+++ Entries provided

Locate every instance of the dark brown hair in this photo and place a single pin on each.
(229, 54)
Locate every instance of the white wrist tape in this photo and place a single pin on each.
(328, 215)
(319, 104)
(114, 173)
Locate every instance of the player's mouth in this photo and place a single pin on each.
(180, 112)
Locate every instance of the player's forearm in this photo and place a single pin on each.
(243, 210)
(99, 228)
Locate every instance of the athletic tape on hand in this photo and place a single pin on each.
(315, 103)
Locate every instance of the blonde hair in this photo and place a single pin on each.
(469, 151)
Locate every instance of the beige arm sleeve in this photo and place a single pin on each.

++++++

Copy every item above verbatim, keeping each line and each set of coordinates in its original order.

## Completed exercise
Locate every instance of the dark brown hair in this photo and place a single pin on each.
(229, 54)
Locate every instance of the white wrist tape in this photo and place a single pin on each.
(328, 215)
(319, 104)
(114, 173)
Locate every instance of the player's mouth in this photo and place a single pin on each.
(180, 112)
Locate every instance of the player's forearm in this photo and place a single pin on each.
(243, 210)
(99, 228)
Locate every instance of the athletic tape on hand in this photo and place a single pin on each.
(315, 103)
Locate every instance of the blonde hair in this photo and place a single pin on each.
(469, 151)
Locate every instance of the beige arm sleeve in this photo and place a single pin on each.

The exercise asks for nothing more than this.